§ TEXTO DE PARTIDA

────────

A Carlos Fuentes no le cabía en los ojos todo lo que quería ver. Adentro tenía otros ojos. He aquí una de las claves de su triunfo. Tras de él siempre hubo otro Fuentes de repuesto. Y otro México. Y otro libro de pastas duras que venía abriéndose camino. Sólo en 1962 publicó La muerte de Artemio Cruz y Aura, dos obras esenciales de la literatura mexicana. Por esa energía, ese tragarse al mundo, Carlos tuvo el suficiente arrojo, la suficiente pasión para crear una gran obra que festejaron sus amigos y denostaron sus enemigos.
El primer Carlos Fuentes escribía después de desayunar lo que el segundo Carlos Fuentes había cosechado la noche anterior. Vivía la vida a puras fichas mentales. El primer Fuentes vivía para que el segundo escribiera. Preguntaba para que el segundo sacara conclusiones que escribía en máquina con un solo dedo: el dedo integral. En un país de mudos, la presencia de Fuentes resultó insólita y a veces intolerable.
Recuerdo que en las fiestas en las embajadas, Carlos Fuentes se sentaba junto a las madres que chaperoneaban a sus hijas y las entrevistaba sobre su vida y la de su vestido. Preguntaba si su bolsa de noche era de Hermés o de Cartier, y terminaba por apostarles 10 contra uno a que llevaban puesto un vestido de Armando Valdez Peza y que el perfume que llevaban era Chanel número 5, que Marylin Monroe usó de camisón. Las señoras, primero extrañadas, se encantaban con él: “¡Ay, este Carlitos tan inteligente!”, y soltaban la sopa.

────────

§ OBJETIVO DEL EJERCICIO
Copia literalmente el pasaje del texto sobre Carlos Fuentes desde "Recuerdo que en" hasta "soltaban la sopa.". El material que aparece a continuación es independiente del texto.

§ DATOS EN BRUTO
────────

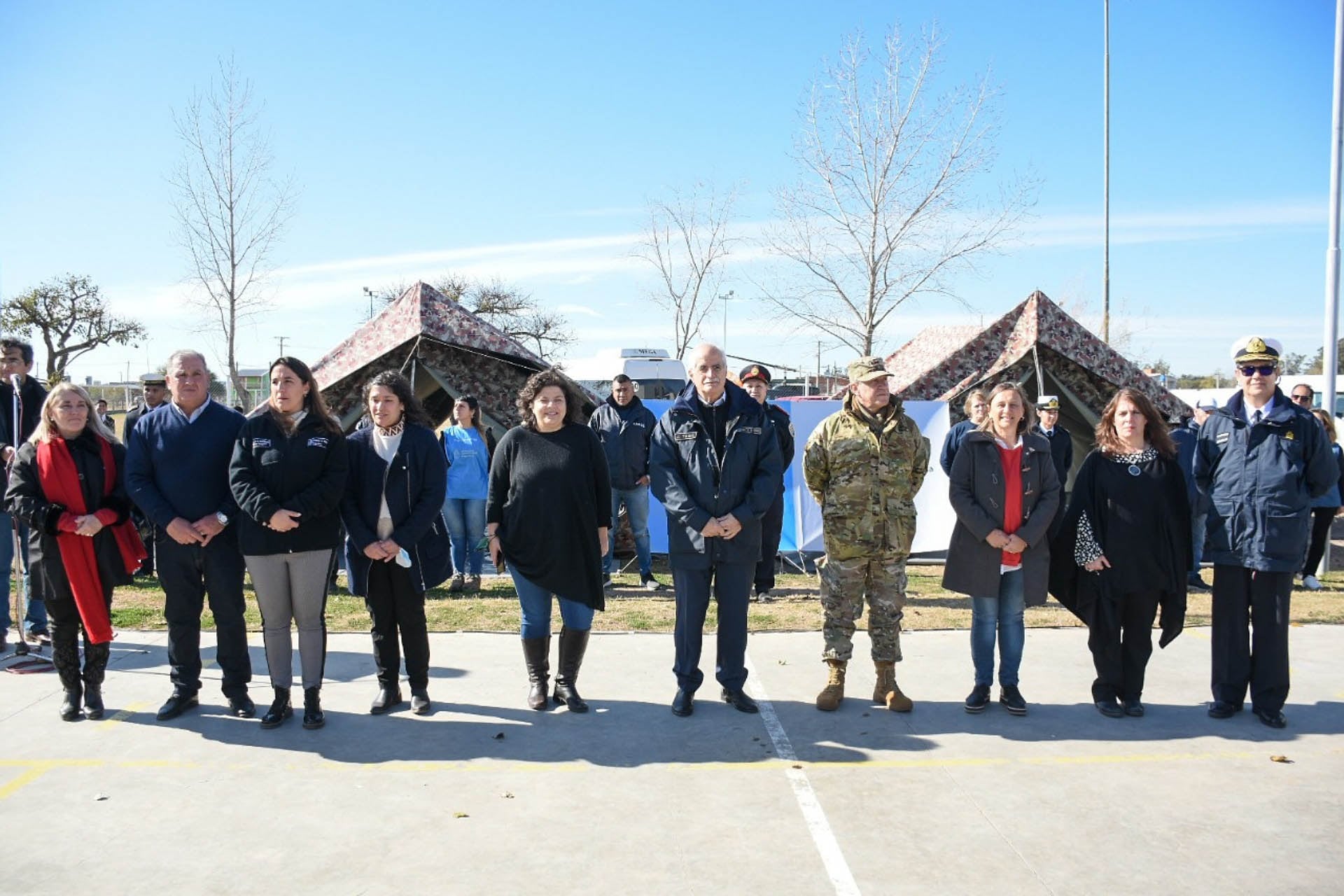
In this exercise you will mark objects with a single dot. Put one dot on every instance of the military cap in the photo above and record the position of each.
(755, 372)
(1257, 348)
(869, 367)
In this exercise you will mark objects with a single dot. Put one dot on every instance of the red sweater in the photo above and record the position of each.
(1011, 460)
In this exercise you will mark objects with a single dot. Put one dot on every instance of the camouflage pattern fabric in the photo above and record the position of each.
(844, 583)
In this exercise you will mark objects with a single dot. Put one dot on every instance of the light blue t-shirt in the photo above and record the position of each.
(470, 464)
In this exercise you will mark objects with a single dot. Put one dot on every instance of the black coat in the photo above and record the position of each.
(695, 485)
(414, 482)
(977, 491)
(302, 472)
(1152, 510)
(27, 501)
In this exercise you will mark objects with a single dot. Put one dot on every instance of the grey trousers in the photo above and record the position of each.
(292, 586)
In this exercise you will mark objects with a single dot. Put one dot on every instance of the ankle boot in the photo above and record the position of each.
(314, 716)
(537, 653)
(831, 696)
(280, 710)
(573, 644)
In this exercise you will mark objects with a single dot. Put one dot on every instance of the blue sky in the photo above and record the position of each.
(522, 143)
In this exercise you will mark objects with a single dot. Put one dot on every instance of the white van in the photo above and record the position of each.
(656, 374)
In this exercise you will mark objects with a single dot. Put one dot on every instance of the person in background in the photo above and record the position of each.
(178, 475)
(17, 362)
(67, 484)
(756, 381)
(625, 426)
(974, 407)
(1124, 550)
(397, 542)
(1260, 463)
(547, 520)
(1324, 508)
(288, 475)
(1004, 495)
(468, 447)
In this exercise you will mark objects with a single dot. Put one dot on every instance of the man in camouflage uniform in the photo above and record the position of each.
(864, 465)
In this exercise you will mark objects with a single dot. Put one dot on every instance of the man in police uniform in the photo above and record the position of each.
(864, 465)
(756, 381)
(1060, 449)
(1259, 463)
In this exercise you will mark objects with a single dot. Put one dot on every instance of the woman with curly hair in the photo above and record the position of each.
(547, 516)
(1126, 548)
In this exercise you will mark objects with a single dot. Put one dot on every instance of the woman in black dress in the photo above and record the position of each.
(547, 517)
(1124, 548)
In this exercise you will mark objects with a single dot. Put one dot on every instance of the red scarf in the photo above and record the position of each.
(61, 484)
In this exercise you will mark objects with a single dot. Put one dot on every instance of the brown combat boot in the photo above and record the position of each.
(888, 691)
(831, 696)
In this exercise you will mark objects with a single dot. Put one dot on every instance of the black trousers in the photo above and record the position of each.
(1121, 641)
(187, 574)
(732, 586)
(394, 603)
(1322, 520)
(772, 523)
(1261, 601)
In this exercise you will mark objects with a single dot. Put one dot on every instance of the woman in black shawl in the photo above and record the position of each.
(1124, 548)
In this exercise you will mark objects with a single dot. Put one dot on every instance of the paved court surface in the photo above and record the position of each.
(488, 797)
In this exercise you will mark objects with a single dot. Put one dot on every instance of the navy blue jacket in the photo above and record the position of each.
(625, 433)
(1260, 482)
(414, 482)
(695, 485)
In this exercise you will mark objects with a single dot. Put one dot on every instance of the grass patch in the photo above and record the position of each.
(631, 609)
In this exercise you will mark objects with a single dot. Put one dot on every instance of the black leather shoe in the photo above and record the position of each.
(739, 700)
(1110, 708)
(176, 704)
(683, 704)
(386, 700)
(242, 707)
(1272, 718)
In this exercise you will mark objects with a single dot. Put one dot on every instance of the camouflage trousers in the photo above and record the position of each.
(844, 584)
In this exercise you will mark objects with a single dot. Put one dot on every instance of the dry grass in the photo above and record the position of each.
(631, 609)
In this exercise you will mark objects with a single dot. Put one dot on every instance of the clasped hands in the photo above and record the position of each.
(723, 527)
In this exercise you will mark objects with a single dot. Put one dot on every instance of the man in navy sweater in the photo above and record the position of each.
(178, 473)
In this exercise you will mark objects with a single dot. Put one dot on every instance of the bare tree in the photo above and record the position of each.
(883, 210)
(230, 210)
(71, 320)
(686, 241)
(504, 307)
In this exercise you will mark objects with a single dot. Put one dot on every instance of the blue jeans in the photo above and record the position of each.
(35, 612)
(465, 520)
(537, 609)
(1002, 614)
(638, 507)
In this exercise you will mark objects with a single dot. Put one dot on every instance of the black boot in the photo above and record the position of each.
(314, 716)
(573, 644)
(96, 666)
(537, 653)
(280, 710)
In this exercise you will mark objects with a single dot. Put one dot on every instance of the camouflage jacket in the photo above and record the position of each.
(866, 484)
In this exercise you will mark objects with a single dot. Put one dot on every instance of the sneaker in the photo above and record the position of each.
(979, 699)
(1011, 700)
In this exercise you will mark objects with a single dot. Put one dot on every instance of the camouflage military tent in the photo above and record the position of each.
(944, 363)
(442, 348)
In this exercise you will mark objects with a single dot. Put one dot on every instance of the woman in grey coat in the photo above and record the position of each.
(1004, 491)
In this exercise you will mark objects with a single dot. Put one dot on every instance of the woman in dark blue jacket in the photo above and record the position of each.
(397, 543)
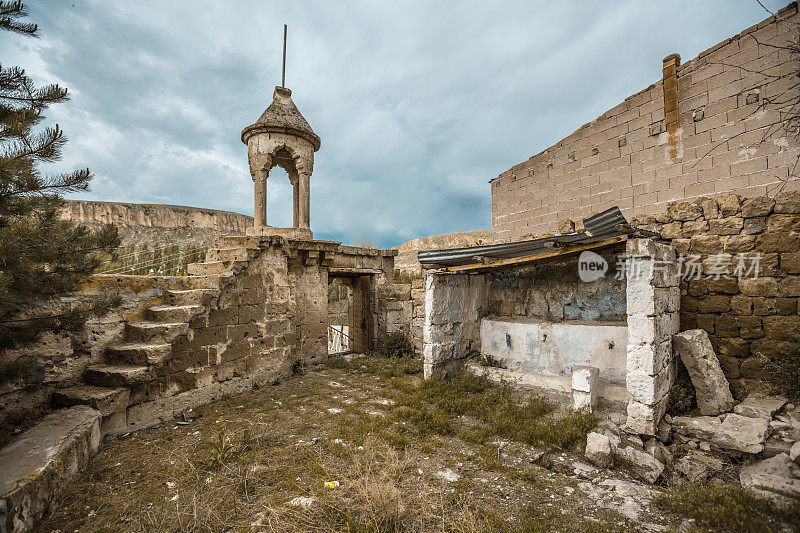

────────

§ TAREA RESUELTA
Recuerdo que en las fiestas en las embajadas, Carlos Fuentes se sentaba junto a las madres que chaperoneaban a sus hijas y las entrevistaba sobre su vida y la de su vestido. Preguntaba si su bolsa de noche era de Hermés o de Cartier, y terminaba por apostarles 10 contra uno a que llevaban puesto un vestido de Armando Valdez Peza y que el perfume que llevaban era Chanel número 5, que Marylin Monroe usó de camisón. Las señoras, primero extrañadas, se encantaban con él: “¡Ay, este Carlitos tan inteligente!”, y soltaban la sopa.